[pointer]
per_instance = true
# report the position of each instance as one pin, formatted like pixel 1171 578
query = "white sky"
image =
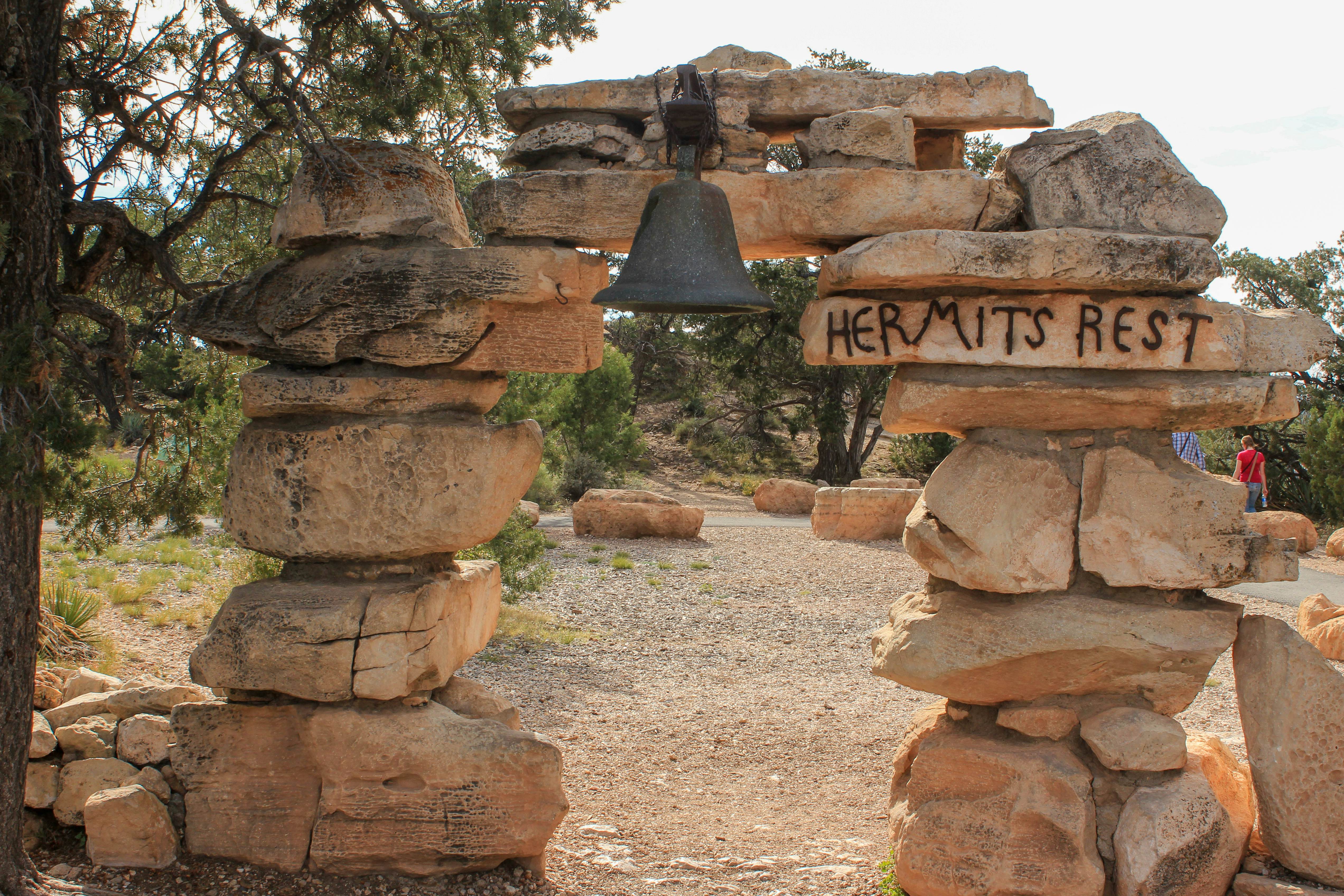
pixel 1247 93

...

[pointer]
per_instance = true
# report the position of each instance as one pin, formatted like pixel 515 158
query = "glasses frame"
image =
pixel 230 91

==

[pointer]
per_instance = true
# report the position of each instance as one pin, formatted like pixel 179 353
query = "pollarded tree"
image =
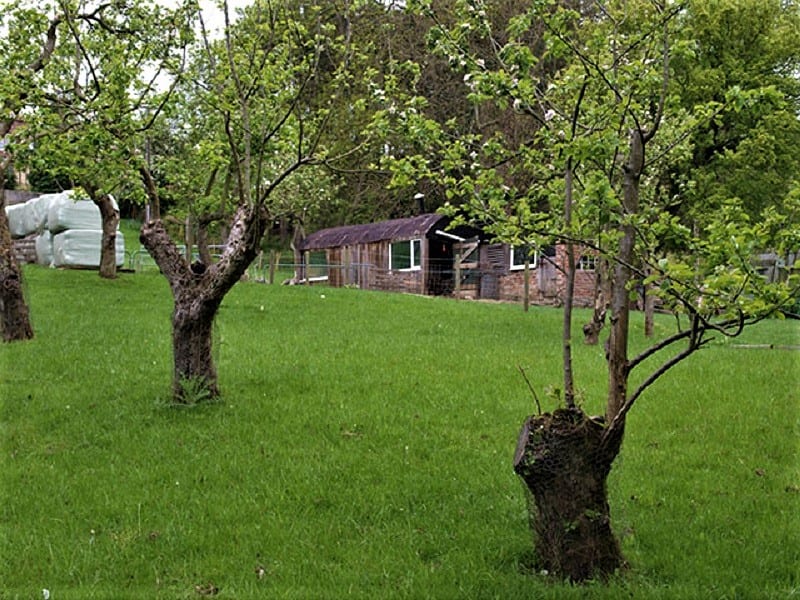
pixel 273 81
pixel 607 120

AIM
Count the lines in the listing above that contain the string "query". Case matters. Reply with the number only.

ANSWER TO THE TASK
3